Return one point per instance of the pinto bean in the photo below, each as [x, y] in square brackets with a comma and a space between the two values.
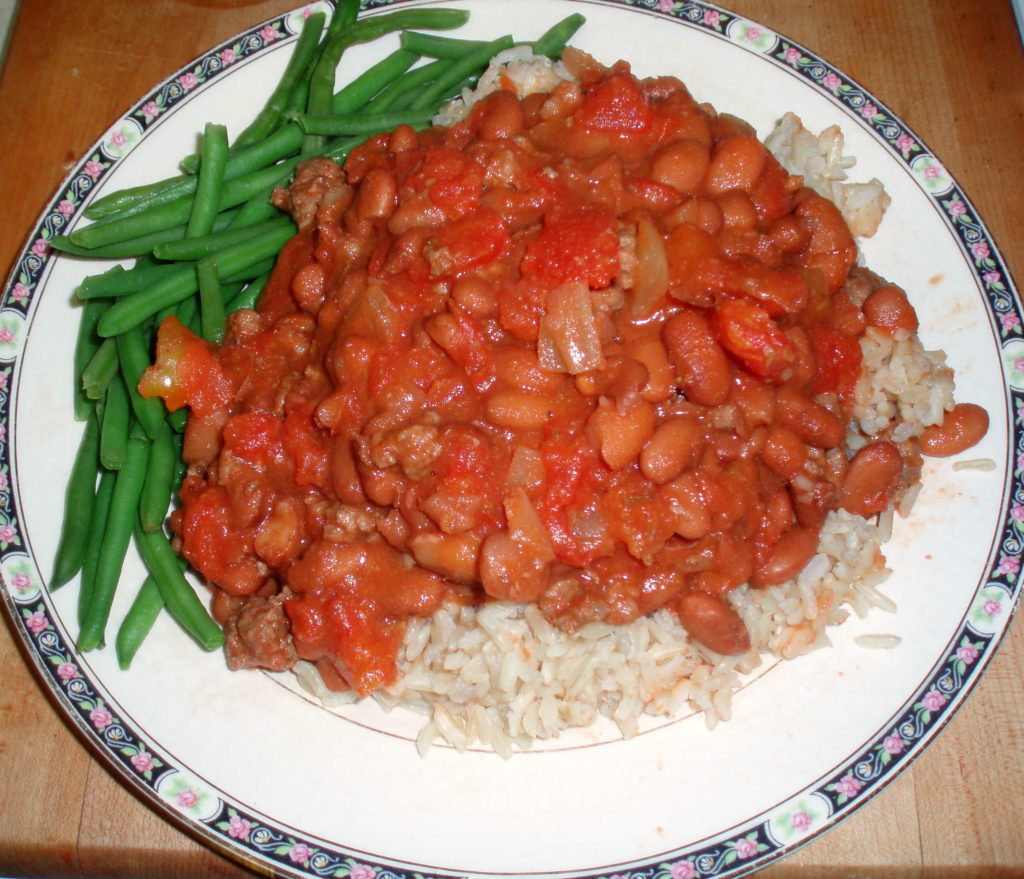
[870, 478]
[783, 451]
[682, 165]
[501, 116]
[889, 308]
[735, 164]
[518, 409]
[378, 195]
[699, 361]
[809, 420]
[623, 434]
[712, 621]
[508, 573]
[961, 429]
[454, 556]
[787, 557]
[675, 447]
[687, 508]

++++++++++++++++++++

**Task statement:**
Swap "pinto bean" for "kidney bean" in the data above and reproduce it with no other changes, omitting the pictures.

**Answer for the task:**
Return one point per instance of the kidney bean in the photo below, each as [x, y] in square brackets with a comma and a space between the two values.
[870, 478]
[783, 451]
[682, 165]
[501, 116]
[889, 308]
[735, 164]
[518, 409]
[378, 195]
[699, 361]
[809, 420]
[623, 434]
[712, 621]
[508, 573]
[961, 429]
[454, 556]
[787, 557]
[675, 447]
[687, 508]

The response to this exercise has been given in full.